● **Selected excerpt**
Stephen Edward Comerford (left) like a cut-out figure at a waterfall, and John Ruskin (right) in the well-known portrait by John Everett Millais (Photomontage: Patrick Comerford)
Patrick Comerford
When my grandfather, Stephen Edward Comerford, was young and successful, he had his portrait taken in a way that presented him as a young Victorian man with confidence looking forward to the future.
I had always imagined that the photograph was taken in a photographer’s studio, but with the intent of creating the impression of an ideal rustic background, with a cascading waterfall, rocks, rich vegetation, and a clearing in a former thicket.
Stephen is dressed in a three-piece suit and wing-collar shirt, holding a walking cane in one hand and a hat in the other. But his shoes are well-made and highly-polished, so this is clearly a studio scene rather than a setting at the Powerscourt Waterfall near Enniskerry, Co Wicklow, or at a waterfall in Killarney, Co Kerry. It is certainly not in the Scottish Highlands.
It seemed to be the sort of photograph a man confident that a full successful career lay ahead of him would like to have taken. I only have a copy of the photograph, from the house in Terenure where my grandmother lived, rather than the original. So I have no idea of the original date of the photograph, or of the name of the photographer.

● **Provided material**

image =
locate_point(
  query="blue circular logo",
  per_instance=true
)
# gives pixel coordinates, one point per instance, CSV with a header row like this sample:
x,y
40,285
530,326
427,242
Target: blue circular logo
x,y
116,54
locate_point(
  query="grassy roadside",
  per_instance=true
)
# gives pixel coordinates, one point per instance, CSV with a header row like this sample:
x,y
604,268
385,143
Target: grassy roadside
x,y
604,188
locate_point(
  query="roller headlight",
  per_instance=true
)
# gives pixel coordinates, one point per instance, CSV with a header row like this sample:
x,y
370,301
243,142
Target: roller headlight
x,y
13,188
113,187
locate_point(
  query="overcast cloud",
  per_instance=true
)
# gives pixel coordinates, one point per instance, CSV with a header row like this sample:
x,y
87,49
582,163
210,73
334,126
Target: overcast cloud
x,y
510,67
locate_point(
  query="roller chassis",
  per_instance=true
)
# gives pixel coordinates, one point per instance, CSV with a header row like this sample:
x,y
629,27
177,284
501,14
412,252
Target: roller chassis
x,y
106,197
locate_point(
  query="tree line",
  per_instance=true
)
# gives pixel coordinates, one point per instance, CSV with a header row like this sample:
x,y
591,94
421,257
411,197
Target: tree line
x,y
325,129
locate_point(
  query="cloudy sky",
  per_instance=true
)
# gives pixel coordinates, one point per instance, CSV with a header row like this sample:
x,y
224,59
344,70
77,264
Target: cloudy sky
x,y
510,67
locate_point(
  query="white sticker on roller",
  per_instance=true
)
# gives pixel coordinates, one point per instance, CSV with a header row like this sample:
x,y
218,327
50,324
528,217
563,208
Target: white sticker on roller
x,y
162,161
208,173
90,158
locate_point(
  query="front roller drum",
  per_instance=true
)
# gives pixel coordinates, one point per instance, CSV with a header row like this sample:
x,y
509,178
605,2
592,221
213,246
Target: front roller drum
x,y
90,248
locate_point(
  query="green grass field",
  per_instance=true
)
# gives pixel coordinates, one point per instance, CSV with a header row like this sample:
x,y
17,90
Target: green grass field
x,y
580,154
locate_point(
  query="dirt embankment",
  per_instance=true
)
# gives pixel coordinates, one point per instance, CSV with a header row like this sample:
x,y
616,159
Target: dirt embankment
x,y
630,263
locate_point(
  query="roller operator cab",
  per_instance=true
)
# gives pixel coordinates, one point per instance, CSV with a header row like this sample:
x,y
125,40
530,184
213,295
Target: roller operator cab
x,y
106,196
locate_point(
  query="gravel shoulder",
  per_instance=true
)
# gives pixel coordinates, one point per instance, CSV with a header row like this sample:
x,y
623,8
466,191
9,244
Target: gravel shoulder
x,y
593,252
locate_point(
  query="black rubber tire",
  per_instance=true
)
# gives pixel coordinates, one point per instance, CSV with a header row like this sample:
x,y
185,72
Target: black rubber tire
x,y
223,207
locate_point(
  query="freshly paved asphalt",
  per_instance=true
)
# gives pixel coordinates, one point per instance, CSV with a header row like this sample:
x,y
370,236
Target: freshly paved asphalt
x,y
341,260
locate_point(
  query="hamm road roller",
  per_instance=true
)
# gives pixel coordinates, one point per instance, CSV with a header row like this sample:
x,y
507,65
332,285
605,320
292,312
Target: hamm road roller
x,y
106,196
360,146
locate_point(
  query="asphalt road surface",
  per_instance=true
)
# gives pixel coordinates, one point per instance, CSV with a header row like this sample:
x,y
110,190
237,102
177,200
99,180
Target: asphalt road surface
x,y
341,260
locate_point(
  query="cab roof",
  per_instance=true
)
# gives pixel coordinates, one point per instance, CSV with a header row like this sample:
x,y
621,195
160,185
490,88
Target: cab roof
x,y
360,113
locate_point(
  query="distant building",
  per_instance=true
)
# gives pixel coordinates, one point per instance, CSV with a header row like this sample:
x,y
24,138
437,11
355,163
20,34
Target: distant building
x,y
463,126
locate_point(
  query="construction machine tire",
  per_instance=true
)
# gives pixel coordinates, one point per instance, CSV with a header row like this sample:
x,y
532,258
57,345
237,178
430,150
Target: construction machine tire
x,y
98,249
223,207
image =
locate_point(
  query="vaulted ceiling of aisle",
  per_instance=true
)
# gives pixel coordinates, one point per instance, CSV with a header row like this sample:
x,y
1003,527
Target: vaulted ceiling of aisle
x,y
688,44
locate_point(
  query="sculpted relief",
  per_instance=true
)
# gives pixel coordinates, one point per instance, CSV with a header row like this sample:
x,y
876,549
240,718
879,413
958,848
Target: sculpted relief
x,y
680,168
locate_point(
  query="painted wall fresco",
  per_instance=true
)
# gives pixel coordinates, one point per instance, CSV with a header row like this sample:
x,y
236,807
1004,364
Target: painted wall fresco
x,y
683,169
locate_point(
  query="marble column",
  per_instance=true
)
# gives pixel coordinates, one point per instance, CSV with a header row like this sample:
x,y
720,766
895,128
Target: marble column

● **Exercise task**
Continue the essay about the studio portrait of Stephen Edward Comerford at a painted waterfall, starting after its final sentence.

● **Exercise output**
But because of a news story this week, I realised that this photograph of my grandfather is modelled on the formal portrait of John Ruskin (1819-1900) by Sir John Everett Millais (1829-1896). This portrait, painted in 1853, captures the great art critic and inspirational figure for the Pre-Raphaelite Brotherhood in a style that fulfils Ruskin’s ideals.
It was announced on Monday [20 May 2013] that this celebrated Pre-Raphaelite painting, which led to the breakdown of Ruskin’s marriage, has been acquired by the Ashmolean Museum in Oxford. The museum said this week it was “one of the most important Pre-Raphaelite paintings” that had remained in private ownership.
Millais was a child prodigy: at 11, he was the youngest ever student to enter the prestigious Royal Academy Schools. There he met William Holman Hunt and Dante Gabriel Rossetti here, and together that formed the Pre-Raphaelite Brotherhood.
The leaders of the Pre-Raphaelite Brotherhood included William Holman Hunt, Dante Gabriel Rossetti, John Everett Millais, Edward Burne-Jones, and Ford Madox Brown. They were radicals in terms of technique, choice of subject matter, composition and the way they engaged with the viewer.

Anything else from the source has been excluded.